- _Task description_:
Rewrite every line, starting with the line that contains "Mark every instance of the white cabana" and going on through the line that contains "<point>768,152</point>", and rescale each answer coordinate by multiplying it by 1.5 and rounding to the nearest whole number, with halves rounded up. All other text, including the sample coordinates that show the format, stays unchanged.

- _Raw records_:
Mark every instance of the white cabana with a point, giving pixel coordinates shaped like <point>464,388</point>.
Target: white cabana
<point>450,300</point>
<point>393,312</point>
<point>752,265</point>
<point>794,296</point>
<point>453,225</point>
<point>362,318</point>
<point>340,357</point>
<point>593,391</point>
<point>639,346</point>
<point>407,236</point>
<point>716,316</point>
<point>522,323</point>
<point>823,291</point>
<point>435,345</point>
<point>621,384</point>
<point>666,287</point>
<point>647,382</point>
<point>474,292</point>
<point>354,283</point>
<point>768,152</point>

--

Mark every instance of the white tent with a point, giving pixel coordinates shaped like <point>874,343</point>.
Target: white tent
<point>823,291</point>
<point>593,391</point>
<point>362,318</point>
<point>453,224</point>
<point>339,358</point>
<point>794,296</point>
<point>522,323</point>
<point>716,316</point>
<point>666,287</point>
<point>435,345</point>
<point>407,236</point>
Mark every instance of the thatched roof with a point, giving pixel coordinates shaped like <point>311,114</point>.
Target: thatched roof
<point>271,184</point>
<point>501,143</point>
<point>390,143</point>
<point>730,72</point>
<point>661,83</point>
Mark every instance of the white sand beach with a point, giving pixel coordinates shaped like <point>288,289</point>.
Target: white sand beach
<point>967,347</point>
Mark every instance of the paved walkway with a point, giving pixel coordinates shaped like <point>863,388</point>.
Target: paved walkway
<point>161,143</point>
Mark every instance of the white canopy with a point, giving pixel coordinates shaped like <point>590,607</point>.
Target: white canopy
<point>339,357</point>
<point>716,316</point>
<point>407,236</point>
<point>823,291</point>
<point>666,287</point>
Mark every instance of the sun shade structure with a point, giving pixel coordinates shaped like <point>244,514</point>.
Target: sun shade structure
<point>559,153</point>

- _Exercise output_:
Mark every instance of the white cabana with a point, giving pixel coordinates shaped like <point>464,388</point>.
Target: white cabana
<point>675,450</point>
<point>590,468</point>
<point>1128,398</point>
<point>1191,444</point>
<point>680,338</point>
<point>543,477</point>
<point>510,536</point>
<point>890,587</point>
<point>959,519</point>
<point>611,354</point>
<point>1074,474</point>
<point>783,485</point>
<point>1235,437</point>
<point>653,518</point>
<point>932,576</point>
<point>999,431</point>
<point>971,573</point>
<point>711,438</point>
<point>531,425</point>
<point>1152,228</point>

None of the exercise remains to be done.